_Challenge_
Return every line of the listing below that contains the string "wall", matching case exactly.

_Source material_
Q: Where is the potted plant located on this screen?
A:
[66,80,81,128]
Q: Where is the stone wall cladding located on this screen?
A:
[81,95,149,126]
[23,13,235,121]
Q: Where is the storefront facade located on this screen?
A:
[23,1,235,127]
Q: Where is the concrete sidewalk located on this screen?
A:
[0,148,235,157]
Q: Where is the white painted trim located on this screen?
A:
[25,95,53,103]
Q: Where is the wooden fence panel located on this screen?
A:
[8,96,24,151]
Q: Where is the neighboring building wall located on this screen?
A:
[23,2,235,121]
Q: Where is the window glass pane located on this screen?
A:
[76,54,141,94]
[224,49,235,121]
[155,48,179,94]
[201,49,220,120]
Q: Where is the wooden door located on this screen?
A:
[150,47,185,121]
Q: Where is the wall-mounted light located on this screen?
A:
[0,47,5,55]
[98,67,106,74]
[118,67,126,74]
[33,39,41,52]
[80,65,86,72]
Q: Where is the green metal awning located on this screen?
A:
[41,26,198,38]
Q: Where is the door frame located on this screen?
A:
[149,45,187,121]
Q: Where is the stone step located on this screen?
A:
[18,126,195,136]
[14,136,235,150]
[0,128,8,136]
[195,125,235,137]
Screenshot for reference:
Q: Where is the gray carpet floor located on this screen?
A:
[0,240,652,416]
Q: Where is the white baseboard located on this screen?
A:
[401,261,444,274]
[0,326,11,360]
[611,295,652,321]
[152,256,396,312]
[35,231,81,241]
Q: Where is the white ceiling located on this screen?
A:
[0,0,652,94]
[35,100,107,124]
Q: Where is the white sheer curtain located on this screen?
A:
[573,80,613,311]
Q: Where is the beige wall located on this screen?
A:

_Response to the exercise_
Q: Where is the stone wall cladding located on this screen?
Q: Where is the neighboring building wall located on this screen?
Q: Where is the wall-mounted light located on this screen?
Q: Where is the beige wall located on this screen?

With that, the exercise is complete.